[Point localization data]
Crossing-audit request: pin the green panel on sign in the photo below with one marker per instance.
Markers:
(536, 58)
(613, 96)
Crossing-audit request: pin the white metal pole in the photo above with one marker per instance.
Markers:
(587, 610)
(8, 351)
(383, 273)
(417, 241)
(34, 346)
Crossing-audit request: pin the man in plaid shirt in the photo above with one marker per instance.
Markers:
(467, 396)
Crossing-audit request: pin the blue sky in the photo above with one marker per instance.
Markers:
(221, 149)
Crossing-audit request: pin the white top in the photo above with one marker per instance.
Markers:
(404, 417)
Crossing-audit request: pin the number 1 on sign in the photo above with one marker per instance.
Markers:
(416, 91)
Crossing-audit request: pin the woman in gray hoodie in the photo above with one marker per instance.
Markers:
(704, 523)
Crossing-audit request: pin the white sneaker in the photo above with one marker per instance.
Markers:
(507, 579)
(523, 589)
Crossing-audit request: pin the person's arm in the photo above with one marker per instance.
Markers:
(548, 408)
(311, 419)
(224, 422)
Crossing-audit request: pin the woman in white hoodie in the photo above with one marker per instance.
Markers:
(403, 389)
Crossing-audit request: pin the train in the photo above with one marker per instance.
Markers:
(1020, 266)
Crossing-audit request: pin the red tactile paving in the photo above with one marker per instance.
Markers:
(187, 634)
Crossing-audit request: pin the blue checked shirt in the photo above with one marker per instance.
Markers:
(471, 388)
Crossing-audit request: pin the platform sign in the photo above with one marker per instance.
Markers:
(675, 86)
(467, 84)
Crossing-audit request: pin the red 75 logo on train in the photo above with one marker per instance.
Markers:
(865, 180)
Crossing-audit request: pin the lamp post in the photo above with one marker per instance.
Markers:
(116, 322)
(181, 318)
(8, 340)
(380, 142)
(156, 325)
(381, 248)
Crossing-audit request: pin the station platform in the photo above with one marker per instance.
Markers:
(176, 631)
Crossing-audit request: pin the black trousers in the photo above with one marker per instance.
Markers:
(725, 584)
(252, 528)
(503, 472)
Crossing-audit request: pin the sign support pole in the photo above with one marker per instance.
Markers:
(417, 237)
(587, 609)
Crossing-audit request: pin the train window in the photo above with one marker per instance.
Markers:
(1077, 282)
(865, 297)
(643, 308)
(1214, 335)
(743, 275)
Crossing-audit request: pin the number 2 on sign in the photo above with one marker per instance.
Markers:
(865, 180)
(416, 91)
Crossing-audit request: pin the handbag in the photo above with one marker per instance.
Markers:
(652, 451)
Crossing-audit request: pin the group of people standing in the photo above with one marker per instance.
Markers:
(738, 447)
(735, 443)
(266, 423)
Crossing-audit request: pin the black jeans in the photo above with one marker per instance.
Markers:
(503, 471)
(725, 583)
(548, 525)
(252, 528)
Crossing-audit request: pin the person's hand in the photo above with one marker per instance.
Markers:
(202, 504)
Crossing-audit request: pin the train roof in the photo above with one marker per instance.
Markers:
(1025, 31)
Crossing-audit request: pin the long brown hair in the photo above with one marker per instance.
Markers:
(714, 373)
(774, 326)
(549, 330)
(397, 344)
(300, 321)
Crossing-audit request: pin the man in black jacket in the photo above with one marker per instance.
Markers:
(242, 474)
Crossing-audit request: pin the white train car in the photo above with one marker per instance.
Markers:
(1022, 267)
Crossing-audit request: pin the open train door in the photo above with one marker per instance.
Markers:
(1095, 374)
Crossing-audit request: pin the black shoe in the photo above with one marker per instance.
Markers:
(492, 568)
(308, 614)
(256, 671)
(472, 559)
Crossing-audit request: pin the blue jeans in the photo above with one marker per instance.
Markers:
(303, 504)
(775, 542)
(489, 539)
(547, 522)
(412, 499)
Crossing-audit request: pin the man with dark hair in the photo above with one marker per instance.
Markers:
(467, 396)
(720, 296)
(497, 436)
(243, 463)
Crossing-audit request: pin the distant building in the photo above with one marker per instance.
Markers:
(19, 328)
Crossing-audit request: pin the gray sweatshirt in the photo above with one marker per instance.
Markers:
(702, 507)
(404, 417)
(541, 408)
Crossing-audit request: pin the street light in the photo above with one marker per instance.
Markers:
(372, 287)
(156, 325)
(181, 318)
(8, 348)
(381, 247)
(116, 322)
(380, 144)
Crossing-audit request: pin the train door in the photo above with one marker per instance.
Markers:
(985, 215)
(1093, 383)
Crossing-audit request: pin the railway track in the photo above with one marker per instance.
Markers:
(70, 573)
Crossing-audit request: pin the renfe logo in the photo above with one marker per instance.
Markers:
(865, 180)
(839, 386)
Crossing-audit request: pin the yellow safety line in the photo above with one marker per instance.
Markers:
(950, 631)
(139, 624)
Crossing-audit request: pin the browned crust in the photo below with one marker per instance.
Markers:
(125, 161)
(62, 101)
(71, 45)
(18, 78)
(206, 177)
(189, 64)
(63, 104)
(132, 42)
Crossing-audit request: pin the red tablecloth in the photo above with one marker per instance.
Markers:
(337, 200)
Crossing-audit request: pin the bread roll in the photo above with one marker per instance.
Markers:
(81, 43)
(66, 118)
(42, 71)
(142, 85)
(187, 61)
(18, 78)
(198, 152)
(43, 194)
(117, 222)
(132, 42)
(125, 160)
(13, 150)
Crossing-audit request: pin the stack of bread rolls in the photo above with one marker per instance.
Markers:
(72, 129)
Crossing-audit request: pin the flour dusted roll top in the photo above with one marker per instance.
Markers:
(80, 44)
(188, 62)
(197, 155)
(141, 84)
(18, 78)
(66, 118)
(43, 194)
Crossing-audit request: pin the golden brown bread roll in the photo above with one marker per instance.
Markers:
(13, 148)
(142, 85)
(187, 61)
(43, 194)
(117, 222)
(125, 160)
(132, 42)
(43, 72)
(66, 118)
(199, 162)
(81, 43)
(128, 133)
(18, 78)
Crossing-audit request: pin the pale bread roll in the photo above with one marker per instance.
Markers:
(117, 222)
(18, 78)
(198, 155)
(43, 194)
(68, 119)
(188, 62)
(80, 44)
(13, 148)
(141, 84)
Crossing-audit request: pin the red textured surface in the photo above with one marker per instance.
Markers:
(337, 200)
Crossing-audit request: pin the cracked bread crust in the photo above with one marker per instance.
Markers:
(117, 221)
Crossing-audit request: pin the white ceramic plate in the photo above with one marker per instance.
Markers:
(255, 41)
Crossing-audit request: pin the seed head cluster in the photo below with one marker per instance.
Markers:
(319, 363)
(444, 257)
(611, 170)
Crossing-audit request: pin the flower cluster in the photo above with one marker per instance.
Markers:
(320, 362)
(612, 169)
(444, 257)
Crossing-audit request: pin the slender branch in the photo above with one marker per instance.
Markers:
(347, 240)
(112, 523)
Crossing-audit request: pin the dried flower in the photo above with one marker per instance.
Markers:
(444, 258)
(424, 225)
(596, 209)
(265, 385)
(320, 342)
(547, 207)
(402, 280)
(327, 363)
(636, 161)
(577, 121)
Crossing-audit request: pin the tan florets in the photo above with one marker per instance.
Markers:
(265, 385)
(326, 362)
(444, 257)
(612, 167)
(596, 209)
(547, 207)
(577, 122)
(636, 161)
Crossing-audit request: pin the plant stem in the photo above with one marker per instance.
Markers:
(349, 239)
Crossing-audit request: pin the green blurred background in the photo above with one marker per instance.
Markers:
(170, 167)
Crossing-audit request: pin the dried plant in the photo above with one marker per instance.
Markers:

__YOUR ASSIGNMENT__:
Transcribe the data above in full, keeping every word as it is.

__OUTPUT OF THE TASK__:
Crossing-audit request: pin the green panel on sign in the photo below with one marker per instance.
Markers:
(536, 58)
(613, 96)
Crossing-audit request: pin the white metal pole in the photo above with one marker per instance.
Markers:
(587, 610)
(8, 351)
(383, 273)
(417, 241)
(34, 346)
Crossing-audit request: pin the man in plaid shirt in the photo above with one marker per instance.
Markers:
(467, 396)
Crossing-audit request: pin the blue sky in the photo above with one marker per instance.
Markers:
(221, 149)
Crossing-audit request: pin the white top in the photo above with one marker per instance.
Markers:
(404, 417)
Crossing-audit request: pin the number 1 on sign in the photo above with one marker per instance.
Markers:
(416, 91)
Crossing-audit request: pin the woman in gray hoodie in the photo above with one marker per instance.
Markers:
(704, 523)
Crossing-audit request: pin the white sneaker in the photo above with one marker per instance.
Markers:
(507, 579)
(523, 589)
Crossing-audit request: pin the person's arm in the photo above with one marker per instance.
Markers:
(548, 408)
(311, 419)
(224, 422)
Crossing-audit request: pin the woman in white hoodie in the photo above with one marker per instance.
Markers:
(403, 389)
Crossing-audit request: pin the train in the photo above with one marker per instance.
Markers:
(1020, 266)
Crossing-audit request: pin the red tactile paving in the photo above with one marker per instance.
Markers:
(187, 634)
Crossing-audit request: pin the blue checked shirt in the photo above with one marker per instance.
Markers:
(471, 388)
Crossing-audit request: pin the platform sign in the photo above with one marker per instance.
Markers:
(675, 86)
(467, 84)
Crossing-audit request: pin the red 75 logo on train in the photo above with one marker per instance.
Markers:
(865, 180)
Crossing-audit request: pin the lamp post in the photo above with one marker per instance.
Markers:
(116, 322)
(181, 318)
(8, 340)
(380, 142)
(156, 325)
(381, 248)
Crossing-audit request: pin the station platform in the photo above with one marker per instance.
Markers:
(176, 631)
Crossing-audit request: pin the black trousers in the photo above with one marker per instance.
Markers:
(725, 584)
(252, 528)
(503, 472)
Crossing-audit request: pin the sign support pole in the photo above with one marker per instance.
Markers:
(417, 237)
(587, 609)
Crossing-audit request: pin the train window in the photo above with one marker per instance.
Markers:
(1077, 282)
(865, 297)
(643, 308)
(1214, 335)
(743, 275)
Crossing-audit request: pin the number 2 on sign in the photo above with one marker per instance.
Markers:
(865, 180)
(416, 91)
Crossing-audit request: pin the handbag in the photo above with one marker per instance.
Markers:
(652, 451)
Crossing-audit request: pin the group of people standing in the photo above with one marker per instance.
Markers:
(738, 447)
(735, 443)
(266, 423)
Crossing-audit request: pin the black jeans in the photo above with one marker per instance.
Markers:
(503, 471)
(725, 583)
(548, 525)
(252, 528)
Crossing-audit request: pin the person's hand in the photo above with one marker per instance.
Markers:
(202, 504)
Crossing-audit request: pin the train roof in the photo above with one marker per instance.
Markers:
(1025, 31)
Crossing-audit request: pin the long brown hair in the photo above with one marker per instance.
Markers:
(714, 373)
(774, 326)
(549, 330)
(397, 344)
(300, 321)
Crossing-audit request: pin the man in black jacket in the photo above with one marker per instance.
Markers:
(242, 474)
Crossing-audit request: pin the white train car in the photo above with one marker per instance.
Markers:
(1022, 267)
Crossing-audit request: pin the open train door in the photo above with one marker per instance.
Markers:
(1095, 374)
Crossing-audit request: pin the black shoe in the photo above with one marker per instance.
Markers:
(492, 568)
(308, 614)
(256, 671)
(472, 559)
Crossing-audit request: pin the blue jeans in the photo above with one marker per instance.
Markers:
(303, 504)
(775, 542)
(489, 539)
(547, 522)
(412, 499)
Crossing-audit request: pin the man with dark hair in the photo above with one marker per instance.
Markers:
(467, 396)
(720, 296)
(497, 436)
(243, 463)
Crossing-audit request: pin the distant building in the photo above with one marker per instance.
Markers:
(19, 328)
Crossing-audit request: pin the gray sweatshirt in the photo above with one marker per instance.
Markers:
(702, 507)
(404, 417)
(541, 408)
Crossing-audit request: pin the street light in the photo above with one marker per instance.
Markers:
(372, 287)
(156, 325)
(181, 318)
(8, 348)
(381, 247)
(116, 322)
(380, 144)
Crossing-audit request: pin the train door in the photo above with one marker per instance.
Markers:
(985, 215)
(1093, 383)
Crossing-audit request: pin the railway track in the photo above with one marker per instance.
Markers:
(70, 573)
Crossing-audit request: pin the renfe logo in the photo above with one marker per instance.
Markers:
(865, 180)
(839, 386)
Crossing-audit request: pin the yellow safety line in the photo above with one marker per instance.
Markers:
(950, 631)
(139, 624)
Crossing-audit request: pin the browned crust in the photo below with one marker per instance.
Markers:
(125, 161)
(62, 101)
(71, 45)
(18, 78)
(206, 177)
(189, 64)
(63, 104)
(132, 42)
Crossing-audit request: pin the red tablecloth in the photo above with one marker per instance.
Markers:
(337, 200)
Crossing-audit request: pin the bread roll in the photo above with one marker per instance.
Markers:
(81, 43)
(66, 118)
(42, 71)
(142, 85)
(187, 61)
(18, 78)
(198, 152)
(43, 194)
(117, 222)
(132, 42)
(125, 160)
(13, 150)
Crossing-audit request: pin the stack of bread rolls in the photo above with one marker per instance.
Markers:
(72, 129)
Crossing-audit request: pin the flour dusted roll top in the photo above with one marker per instance.
Markers:
(80, 44)
(188, 62)
(197, 155)
(141, 84)
(18, 78)
(66, 118)
(43, 194)
Crossing-audit request: pin the golden brown bread roll in the photo above with one marker per instance.
Markers:
(13, 148)
(142, 85)
(187, 61)
(43, 194)
(117, 222)
(125, 160)
(132, 42)
(43, 72)
(66, 118)
(199, 162)
(81, 43)
(128, 133)
(18, 78)
Crossing-audit request: pin the pale bread roll in the photo above with one marker per instance.
Markers:
(117, 222)
(18, 78)
(198, 155)
(43, 194)
(68, 119)
(188, 62)
(80, 44)
(13, 148)
(141, 84)
Crossing-audit request: pin the red textured surface in the photo above with one marker per instance.
Markers:
(337, 200)
Crossing-audit request: pin the cracked bread crust in the photo above with one marker per instance.
Markers:
(117, 221)
Crossing-audit request: pin the white ceramic plate in the photo above with one marker per instance.
Markers:
(255, 41)
Crossing-audit request: pin the seed head cluster in the photo below with one marker per instance.
Markers:
(319, 363)
(444, 257)
(611, 170)
Crossing-audit request: pin the flower cluster in the photo above with one marker per instance.
Markers:
(320, 362)
(612, 169)
(444, 257)
Crossing-audit request: pin the slender branch in the photo above with one marker per instance.
Markers:
(347, 240)
(112, 523)
Crossing-audit request: pin the dried flower in the photo above with one marker per instance.
Markers:
(444, 258)
(424, 225)
(596, 209)
(265, 385)
(320, 342)
(547, 207)
(402, 280)
(327, 363)
(636, 161)
(577, 121)
Crossing-audit request: pin the tan florets in the photo above with one marker per instance.
Markers:
(265, 385)
(326, 362)
(444, 257)
(612, 167)
(596, 209)
(547, 207)
(577, 122)
(636, 161)
Crossing-audit request: pin the plant stem in the photo above with one marker per instance.
Markers:
(349, 239)
Crossing-audit request: pin the green blurred background in the photo above with one marker per instance.
Markers:
(170, 167)
Crossing-audit request: pin the dried plant in the photo above with one marker per instance.
Markers:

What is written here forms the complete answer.